PAGE EXCERPT:
■ ■ ■ ■

Triffin dilemma and loss of confidence in the US
dollar
From the 1960s, there was a widespread concern of the
sustainability of the Bretton Woods system of using national currencies as
reserve assets. This was most closely associated with the Triffin dilemma,
which predicted a loss of confidence in the gold value of the U.S. dollar as
the value of liquid claims on the United States in the form of dollar foreign
exchange reserves increased. Triffin argued for the need to choose the rate
of global reserve growth collectively rather than allow it to be a by-product
of national decisions.
The SDR Substitution Account (1)
The IMF created the SDR (Special Drawing Rights) Substitution
Account in 1969. T he core idea of the SDR is that the SDR
Substitution Account Central Banks allows to diversify their existing dollar
reserves in a one-time conversion away from the dollar into IMF’s SDR,
comprised of the US dollar, European euro, Japanese yen and British pound, in
an off-market transaction, so as not to depress the dollar’s exchange
rate.
By public introduction careful terminology avoided the
label of reserve asset and suggested that the SDR was designed to add to
rather than replace existing (dollar) reserves. This was pure cosmetic.
2016 is like 1978 all over again, with other
actors
Since March 1973, exchange rates have become much more
volatile and less predictable than they were between 1945 and 1973, due to
among other things:
- The “Nixon shock”, termination in 1971
of the gold standard.
- The oil crisis in 1971, when the OPEC
quadrupled the price of oil.
- The harmful effect of this on the US
inflation and trade position resulted in a decline in the value of the
dollar.
- The loss of confidence in the dollar
that followed the rise of US inflation in 1977 and 1978.
The Chicago Tribune December 31, 1978 mentioned:
In 1978, President Carter was backed into a corner by the
flagging US dollar.
American style officially died in Washington at November
1, 1978. That’s when President Carter announced that he was supporting the
FED plan to rescue the dollar. It was a plan that was the opposite of
populism. The US alone was unable to defend the dollar. The plan was worked
out in a secret White House meeting on October 28, but could not be announced
until the President won the agreement of Japan, Switzerland and (West)
Germany.
The dollar rescue operations and the domestic
implications were the subject of hearings (2) before the Joint Economic
Committee, Congress of the US in December, 1978.

■ ■ ■ ■

RAW RECORDS:

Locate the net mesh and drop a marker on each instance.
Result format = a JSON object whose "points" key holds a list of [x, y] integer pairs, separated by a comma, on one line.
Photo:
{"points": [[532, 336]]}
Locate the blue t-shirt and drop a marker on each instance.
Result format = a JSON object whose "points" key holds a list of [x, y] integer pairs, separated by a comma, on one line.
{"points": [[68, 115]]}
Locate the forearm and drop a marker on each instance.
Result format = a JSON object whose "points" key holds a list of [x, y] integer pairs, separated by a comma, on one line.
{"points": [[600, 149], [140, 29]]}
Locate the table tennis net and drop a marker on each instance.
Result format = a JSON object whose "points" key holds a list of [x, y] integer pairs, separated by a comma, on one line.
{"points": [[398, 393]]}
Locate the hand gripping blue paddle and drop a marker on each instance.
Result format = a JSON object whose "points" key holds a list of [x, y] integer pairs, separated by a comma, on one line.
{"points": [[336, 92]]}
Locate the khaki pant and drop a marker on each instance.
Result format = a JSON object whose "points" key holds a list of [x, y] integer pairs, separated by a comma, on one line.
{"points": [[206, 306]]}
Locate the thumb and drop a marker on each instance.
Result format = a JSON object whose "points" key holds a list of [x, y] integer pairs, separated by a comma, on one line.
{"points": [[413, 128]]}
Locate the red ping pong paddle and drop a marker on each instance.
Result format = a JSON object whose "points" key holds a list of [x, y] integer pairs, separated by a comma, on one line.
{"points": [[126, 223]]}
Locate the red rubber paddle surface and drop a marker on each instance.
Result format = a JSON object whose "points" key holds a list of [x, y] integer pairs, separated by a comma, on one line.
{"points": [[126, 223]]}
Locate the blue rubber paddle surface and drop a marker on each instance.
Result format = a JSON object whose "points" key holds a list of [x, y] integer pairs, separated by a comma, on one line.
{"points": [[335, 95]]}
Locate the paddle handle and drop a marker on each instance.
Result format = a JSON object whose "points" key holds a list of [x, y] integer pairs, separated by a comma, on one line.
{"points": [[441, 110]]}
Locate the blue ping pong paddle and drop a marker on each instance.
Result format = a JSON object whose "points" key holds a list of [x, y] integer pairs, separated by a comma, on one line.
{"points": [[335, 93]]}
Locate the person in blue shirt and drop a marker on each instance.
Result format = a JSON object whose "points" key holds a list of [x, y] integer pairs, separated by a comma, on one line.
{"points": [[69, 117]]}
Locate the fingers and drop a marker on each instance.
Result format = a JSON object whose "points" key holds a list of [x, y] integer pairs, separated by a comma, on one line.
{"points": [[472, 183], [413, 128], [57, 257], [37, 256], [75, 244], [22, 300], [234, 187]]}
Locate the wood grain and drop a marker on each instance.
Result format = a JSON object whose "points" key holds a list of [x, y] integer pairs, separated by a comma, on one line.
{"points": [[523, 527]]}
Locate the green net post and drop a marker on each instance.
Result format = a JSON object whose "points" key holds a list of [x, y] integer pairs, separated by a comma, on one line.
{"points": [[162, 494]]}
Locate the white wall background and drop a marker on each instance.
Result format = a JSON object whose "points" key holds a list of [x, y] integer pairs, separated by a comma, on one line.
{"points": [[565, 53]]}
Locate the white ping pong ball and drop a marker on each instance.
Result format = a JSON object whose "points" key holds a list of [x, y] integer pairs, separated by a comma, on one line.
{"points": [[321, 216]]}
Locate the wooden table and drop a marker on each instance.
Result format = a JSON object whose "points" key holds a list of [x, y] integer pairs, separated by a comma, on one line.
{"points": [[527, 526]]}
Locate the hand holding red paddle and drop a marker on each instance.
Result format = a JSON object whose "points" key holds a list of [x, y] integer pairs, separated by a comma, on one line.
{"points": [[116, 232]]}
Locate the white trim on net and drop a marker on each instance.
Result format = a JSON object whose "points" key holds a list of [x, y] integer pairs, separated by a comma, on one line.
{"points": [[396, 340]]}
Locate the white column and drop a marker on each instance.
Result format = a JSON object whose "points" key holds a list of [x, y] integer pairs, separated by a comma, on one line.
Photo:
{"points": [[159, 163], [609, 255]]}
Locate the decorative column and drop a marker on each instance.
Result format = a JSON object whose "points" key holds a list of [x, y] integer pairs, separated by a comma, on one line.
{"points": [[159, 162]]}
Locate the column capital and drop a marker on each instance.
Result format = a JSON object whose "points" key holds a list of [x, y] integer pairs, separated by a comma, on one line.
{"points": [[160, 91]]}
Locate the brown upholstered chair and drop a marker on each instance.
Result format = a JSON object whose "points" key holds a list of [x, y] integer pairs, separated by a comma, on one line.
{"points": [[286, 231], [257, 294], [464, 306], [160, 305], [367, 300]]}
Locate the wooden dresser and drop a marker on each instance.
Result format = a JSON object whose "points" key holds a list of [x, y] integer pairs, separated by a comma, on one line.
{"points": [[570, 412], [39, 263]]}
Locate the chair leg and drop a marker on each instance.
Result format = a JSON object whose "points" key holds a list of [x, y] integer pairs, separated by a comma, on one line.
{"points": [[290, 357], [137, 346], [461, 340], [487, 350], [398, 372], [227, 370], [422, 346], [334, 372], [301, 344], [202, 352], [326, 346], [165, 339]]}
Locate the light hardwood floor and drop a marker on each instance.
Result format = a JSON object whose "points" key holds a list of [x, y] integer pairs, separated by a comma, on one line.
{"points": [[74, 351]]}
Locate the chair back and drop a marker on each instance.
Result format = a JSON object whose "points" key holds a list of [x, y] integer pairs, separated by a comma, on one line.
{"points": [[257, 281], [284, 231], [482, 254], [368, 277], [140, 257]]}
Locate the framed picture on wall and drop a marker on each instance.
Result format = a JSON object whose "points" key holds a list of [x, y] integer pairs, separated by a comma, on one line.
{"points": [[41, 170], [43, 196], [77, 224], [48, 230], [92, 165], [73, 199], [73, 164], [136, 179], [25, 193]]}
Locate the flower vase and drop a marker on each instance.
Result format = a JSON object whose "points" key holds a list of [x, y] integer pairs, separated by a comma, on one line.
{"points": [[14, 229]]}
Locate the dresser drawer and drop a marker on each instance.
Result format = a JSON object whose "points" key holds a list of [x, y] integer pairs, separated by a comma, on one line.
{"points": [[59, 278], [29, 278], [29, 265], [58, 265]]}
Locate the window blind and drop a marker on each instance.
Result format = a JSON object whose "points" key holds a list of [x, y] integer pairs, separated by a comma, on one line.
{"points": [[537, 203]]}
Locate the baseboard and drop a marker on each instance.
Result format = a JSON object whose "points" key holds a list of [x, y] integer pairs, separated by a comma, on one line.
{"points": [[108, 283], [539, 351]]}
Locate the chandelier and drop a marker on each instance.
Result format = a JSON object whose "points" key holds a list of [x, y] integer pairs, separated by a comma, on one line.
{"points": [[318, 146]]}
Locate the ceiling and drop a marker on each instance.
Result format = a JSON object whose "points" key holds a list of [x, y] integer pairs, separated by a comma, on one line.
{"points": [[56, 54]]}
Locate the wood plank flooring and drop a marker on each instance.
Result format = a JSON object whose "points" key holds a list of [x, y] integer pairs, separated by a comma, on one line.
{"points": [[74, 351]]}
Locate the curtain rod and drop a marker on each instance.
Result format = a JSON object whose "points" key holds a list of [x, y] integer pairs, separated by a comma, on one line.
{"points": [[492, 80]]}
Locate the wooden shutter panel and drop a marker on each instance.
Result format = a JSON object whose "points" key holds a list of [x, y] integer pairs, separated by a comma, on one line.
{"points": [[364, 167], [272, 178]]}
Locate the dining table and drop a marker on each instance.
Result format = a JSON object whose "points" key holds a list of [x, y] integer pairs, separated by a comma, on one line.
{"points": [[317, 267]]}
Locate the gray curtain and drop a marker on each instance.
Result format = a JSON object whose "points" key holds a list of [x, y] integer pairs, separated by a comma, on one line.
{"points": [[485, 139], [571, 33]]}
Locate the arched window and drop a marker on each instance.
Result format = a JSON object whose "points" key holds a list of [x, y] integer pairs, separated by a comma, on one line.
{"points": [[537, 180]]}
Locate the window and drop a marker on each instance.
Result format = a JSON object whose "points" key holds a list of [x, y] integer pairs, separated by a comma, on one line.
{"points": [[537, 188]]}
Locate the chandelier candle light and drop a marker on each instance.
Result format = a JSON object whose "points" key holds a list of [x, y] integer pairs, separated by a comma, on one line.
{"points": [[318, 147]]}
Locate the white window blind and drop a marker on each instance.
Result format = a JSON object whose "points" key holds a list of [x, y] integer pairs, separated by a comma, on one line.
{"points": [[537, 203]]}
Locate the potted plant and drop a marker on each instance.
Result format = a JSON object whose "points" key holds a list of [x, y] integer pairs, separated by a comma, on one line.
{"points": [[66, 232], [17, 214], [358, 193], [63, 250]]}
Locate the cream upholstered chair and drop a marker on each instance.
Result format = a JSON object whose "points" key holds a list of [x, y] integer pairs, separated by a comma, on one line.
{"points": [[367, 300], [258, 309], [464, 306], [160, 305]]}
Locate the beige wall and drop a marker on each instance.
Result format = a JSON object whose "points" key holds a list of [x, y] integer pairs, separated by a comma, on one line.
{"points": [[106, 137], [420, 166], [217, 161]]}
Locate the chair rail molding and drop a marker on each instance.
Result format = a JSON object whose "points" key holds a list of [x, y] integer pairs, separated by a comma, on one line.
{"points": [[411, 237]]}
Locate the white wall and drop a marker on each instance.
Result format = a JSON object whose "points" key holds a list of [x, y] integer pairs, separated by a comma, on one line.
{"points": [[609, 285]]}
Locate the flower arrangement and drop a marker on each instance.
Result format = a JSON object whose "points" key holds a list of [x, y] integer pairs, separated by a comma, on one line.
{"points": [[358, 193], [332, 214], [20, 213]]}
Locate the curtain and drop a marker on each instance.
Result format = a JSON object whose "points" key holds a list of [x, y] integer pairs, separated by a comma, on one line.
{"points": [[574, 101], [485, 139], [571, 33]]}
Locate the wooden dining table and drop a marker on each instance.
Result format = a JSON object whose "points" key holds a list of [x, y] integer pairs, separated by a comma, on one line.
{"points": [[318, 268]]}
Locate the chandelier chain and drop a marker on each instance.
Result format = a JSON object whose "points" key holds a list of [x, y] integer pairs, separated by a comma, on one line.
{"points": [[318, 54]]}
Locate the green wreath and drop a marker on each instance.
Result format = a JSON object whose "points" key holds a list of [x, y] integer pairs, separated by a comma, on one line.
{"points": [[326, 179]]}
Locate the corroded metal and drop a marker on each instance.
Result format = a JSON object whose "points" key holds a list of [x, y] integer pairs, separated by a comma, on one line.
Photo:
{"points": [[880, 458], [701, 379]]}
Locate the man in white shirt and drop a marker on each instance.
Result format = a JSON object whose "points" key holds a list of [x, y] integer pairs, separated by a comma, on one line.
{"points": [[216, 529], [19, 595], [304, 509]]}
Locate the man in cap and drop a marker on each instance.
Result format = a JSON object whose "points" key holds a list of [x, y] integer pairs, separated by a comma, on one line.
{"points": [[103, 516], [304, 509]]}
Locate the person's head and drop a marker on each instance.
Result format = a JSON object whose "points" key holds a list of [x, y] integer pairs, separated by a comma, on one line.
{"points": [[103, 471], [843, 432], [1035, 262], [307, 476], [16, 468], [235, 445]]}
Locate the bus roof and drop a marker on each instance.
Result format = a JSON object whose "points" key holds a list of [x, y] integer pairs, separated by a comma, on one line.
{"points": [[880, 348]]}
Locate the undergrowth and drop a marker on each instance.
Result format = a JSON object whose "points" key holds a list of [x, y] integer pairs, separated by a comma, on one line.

■ ■ ■ ■

WHAT IS ASKED:
(A) In the passage on the Triffin dilemma, in what year did the IMF create the SDR Substitution Account?
(B) Duplicate the part of the passage on the Triffin dilemma that begins at the words "- The harmful" and stops after the words "Switzerland and (West)".

RESPONSES BY TASK:
(A) 1969

(B)
- The harmful effect of this on the US
inflation and trade position resulted in a decline in the value of the
dollar.
- The loss of confidence in the dollar
that followed the rise of US inflation in 1977 and 1978.
The Chicago Tribune December 31, 1978 mentioned:
In 1978, President Carter was backed into a corner by the
flagging US dollar.
American style officially died in Washington at November
1, 1978. That’s when President Carter announced that he was supporting the
FED plan to rescue the dollar. It was a plan that was the opposite of
populism. The US alone was unable to defend the dollar. The plan was worked
out in a secret White House meeting on October 28, but could not be announced
until the President won the agreement of Japan, Switzerland and (West)